[PASSAGE EXTRAIT]
——————————
Des dizaines de points de contrôle militaires, plusieurs pots-de-vin versés à des soldats et trois jours nerveux plus tard, il se tenait sur les rives boueuses de la rivière Moei, où, sur un bateau en bois branlant organisé par des passeurs locaux, il a traversé en Thaïlande.
Refus de servir un régime brutal
Un an après le début de la campagne de conscription de l’armée birmane, des milliers de jeunes hommes et femmes ont fait de même, soit en se dirigeant vers des zones tenues par des rebelles hors de portée du régime militaire, soit en quittant complètement la Birmanie.
Comme Aung, ils refusent l’ordre de se battre pour des dirigeants militaires accusés par les Nations Unies et d’innombrables groupes de défense des droits humains de mener une campagne brutale pour cimenter leur pouvoir, en attaquant de manière indiscriminée les populations civiles à travers la Birmanie et en entraînant le pays dans une guerre civile sanglante sans fin en vue.
« Ils détruisent tout le pays, ils tuent notre peuple, nos civils. Je ne veux pas faire partie des tueurs. C’est pourquoi je ne veux pas entrer dans l’armée et je ne veux pas obéir à la loi de conscription », a déclaré Aung à Al Jazeera récemment depuis une planque près de la frontière thaïlandaise.
Une conscription qui échoue
L’armée n’a pas publié de chiffres officiels sur la conscription. Après avoir appelé le 11e contingent de conscrits en mars, l’armée birmane pourrait être proche d’atteindre son objectif de recruter 60 000 nouveaux soldats au cours de la première année du programme, selon des analystes.
Ces recrues seront un soulagement bienvenu pour les commandants de bataillon du régime à travers le pays, qui n’ont pas réussi à renforcer leurs unités après quatre ans de guerre civile ayant tué des dizaines de milliers de personnes de tous les côtés.
——————————
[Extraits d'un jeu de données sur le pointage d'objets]
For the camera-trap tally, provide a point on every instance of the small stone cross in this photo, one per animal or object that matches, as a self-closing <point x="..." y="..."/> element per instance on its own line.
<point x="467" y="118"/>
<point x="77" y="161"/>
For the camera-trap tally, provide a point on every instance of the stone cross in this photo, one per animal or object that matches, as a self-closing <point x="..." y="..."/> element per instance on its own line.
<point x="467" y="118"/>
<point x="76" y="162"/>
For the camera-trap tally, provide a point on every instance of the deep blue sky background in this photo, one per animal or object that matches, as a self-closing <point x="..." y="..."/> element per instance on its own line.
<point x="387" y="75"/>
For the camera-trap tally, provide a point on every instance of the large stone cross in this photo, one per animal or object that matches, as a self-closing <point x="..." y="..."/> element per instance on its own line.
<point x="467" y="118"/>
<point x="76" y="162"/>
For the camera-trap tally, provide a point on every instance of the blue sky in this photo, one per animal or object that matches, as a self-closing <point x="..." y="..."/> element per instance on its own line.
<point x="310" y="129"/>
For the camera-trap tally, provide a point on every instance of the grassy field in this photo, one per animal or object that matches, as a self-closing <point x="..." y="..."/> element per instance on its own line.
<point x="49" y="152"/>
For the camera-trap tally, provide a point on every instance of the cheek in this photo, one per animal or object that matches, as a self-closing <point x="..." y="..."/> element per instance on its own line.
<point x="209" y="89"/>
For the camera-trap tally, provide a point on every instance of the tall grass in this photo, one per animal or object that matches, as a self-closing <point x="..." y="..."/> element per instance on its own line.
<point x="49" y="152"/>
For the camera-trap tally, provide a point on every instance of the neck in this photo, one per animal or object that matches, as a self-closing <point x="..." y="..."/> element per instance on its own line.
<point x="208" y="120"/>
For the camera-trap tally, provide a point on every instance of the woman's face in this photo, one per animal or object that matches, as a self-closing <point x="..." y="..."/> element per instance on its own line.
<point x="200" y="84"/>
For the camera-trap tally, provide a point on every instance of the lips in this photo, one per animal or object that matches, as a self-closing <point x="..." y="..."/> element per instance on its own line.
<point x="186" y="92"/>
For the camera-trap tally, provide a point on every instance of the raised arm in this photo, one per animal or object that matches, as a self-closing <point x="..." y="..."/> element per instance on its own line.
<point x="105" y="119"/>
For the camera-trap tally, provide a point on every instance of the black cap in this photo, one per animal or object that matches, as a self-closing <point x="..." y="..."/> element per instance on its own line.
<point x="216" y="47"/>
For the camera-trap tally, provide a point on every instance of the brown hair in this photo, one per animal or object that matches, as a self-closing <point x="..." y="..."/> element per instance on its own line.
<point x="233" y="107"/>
——————————
[CONSIGNE ÉCRITE A]
Recopiez, dans l'extrait sur la conscription en Birmanie, tout ce qui va de « Ces recrues seront » jusqu'à « tous les côtés. ».
[CONSIGNE ÉCRITE B]
Rédigez la suite de l'extrait sur la conscription en Birmanie, en reprenant juste après sa dernière phrase.

[RÉPONSE RÉDIGÉE A]
Ces recrues seront un soulagement bienvenu pour les commandants de bataillon du régime à travers le pays, qui n’ont pas réussi à renforcer leurs unités après quatre ans de guerre civile ayant tué des dizaines de milliers de personnes de tous les côtés.

[RÉPONSE RÉDIGÉE B]
Richard Horsey, conseiller senior sur la Birmanie pour l’International Crisis Group, a déclaré que les nouveaux conscrits devenaient de plus en plus difficiles à rassembler. « Au fil du temps, les autorités ont dû recourir à des mesures de plus en plus draconiennes pour obtenir des conscrits, y compris l’enlèvement de jeunes hommes aux arrêts de bus et dans d’autres lieux publics », a-t-il dit.
Utilisation des conscrits comme boucliers humains
Ko Ko, 24 ans, qui a fui la Birmanie pour échapper à la conscription en mars dernier, seulement quelques semaines après l’annonce de la conscription, a raconté une histoire qui fait écho à celle de Kyaw Htet Aung. « Sur le champ de bataille, ils utilisent les [conscrits] comme des boucliers humains – pour marcher sur des bombes, pour désamorcer des bombes, quelque chose comme ça », a-t-il déclaré à Al Jazeera depuis le nord de la Thaïlande.
Ko Ko raconte que ses parents ont payé un ami de la famille, occupant un poste élevé dans le bureau de l’immigration du régime, environ 300 dollars pour organiser son passage à travers le comptoir d’immigration à l’aéroport international de Yangon sans se faire arrêter afin qu’il puisse quitter le pays et éviter la conscription militaire.
Un ami n’a pas eu cette chance, a déclaré Ko Ko. Plutôt que de servir dans l’armée après avoir reçu ses papiers de conscription, il a mis fin à ses jours.
La guerre civile se poursuit
Malgré l’appel obligatoire, les analystes affirment que la conscription n’a pas réussi à inverser le cours d’une guerre civile qui voit principalement une série de pertes pour l’armée. En décembre, des mois après la conscription de milliers de recrues, l’armée a perdu un autre commandement régional face aux forces rebelles, son deuxième depuis le coup d’État de 2021, dans l’État de Rakhine. Selon certaines estimations, l’armée ne contrôle peut-être qu’un quart du pays, bien qu’elle conserve un contrôle ferme sur des villes majeures comme Yangon, Mandalay et la capitale Naypyidaw.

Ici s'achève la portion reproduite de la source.